::: Text segment :::

Happy Annivorceary

30 March 2009

Nine years ago today I emerged from a courtroom a divorced man. 

I celebrated that day with a really good cigar that afternoon and  spectacular wine that night.  The next morning I made a list, I like lists, for my summer and maybe the rest of my life.  I am not sure where that list is now, but I am celebrating my ninth Annivorceary with French press coffee, a morning cigar and writing a new list for a new summer.  Thus far the only thing that is certain to make the list is Tony Bennet’s show at Wolftrap.


Looking for Harper

26 March 2009

I envy Harper and her easy sleep as insomnia mocks me and I vacillate between nocturne and semi-consciousness.  When I stir I try not to wake her, but she rustles the sheets anyway.  I hear a soft purr before she repositions herself and finds comfort again.  The clock reads 2:31 and I am struck with a sudden disdain for digital clocks.  Somehow the impersonality of an LED reading to reflect time seems impersonal and vulgar at this moment.

The only determent of time’s passage was the advance of the sterile digital clock telling me that it was now 3:09.  Since I do not recall the intervening thirty-eight minutes I presume it passed for sleep.  I feel Harper adjusting next to me and twist my body towards hers, as she angles her back, hips and head into the crevices of space between us.  Aware but not alert, Harper uses her left leg to draw my right between hers.   We are more entwined than two people should be.

Harper’s digits rest atop my left hand which sits languidly on her torso.  Slowly she moves my hand from just north of her belly button to the valley between her breasts.  My pinky finger on her right mound and my thumb on her left, she cranes her neck forward to kiss my middle fingers.  I pull her closer towards me in a gentle but lustful motion that closes any remaining distance between our bodies.  She can feel my alertness next to her and she is clearly more alert.

In seemingly one motion, I steer my lips to the left side of her neck and she digs her head into the pillow on the right which exposes a vast expanse of skin for my lips to explore.  Kissing her neck, caressing her breasts – we are both fully awake now.  I can fell her heat so close to mine. 

My hand traverses the length of her and confirms her warmth with a caress to the top of her spot.  Harper moves with the rhythm of my touch and reaches back for me.  Impatiently she finds me and guides me inside of her.  Slow, slow, slow, fast we move.  I pull her towards me with each thrust and she greets them with indistinct sounds.

:::

- **What to do**
Please write out the journal entries again from "Harper’s digits rest" up to and including "clearly more alert.", switching "torso" to "waist".

::: Dataset :::

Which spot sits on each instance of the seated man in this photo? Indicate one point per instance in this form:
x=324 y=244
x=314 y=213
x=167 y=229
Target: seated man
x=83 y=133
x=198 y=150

:::

- **The output**
Harper’s digits rest atop my left hand which sits languidly on her waist.  Slowly she moves my hand from just north of her belly button to the valley between her breasts.  My pinky finger on her right mound and my thumb on her left, she cranes her neck forward to kiss my middle fingers.  I pull her closer towards me in a gentle but lustful motion that closes any remaining distance between our bodies.  She can feel my alertness next to her and she is clearly more alert.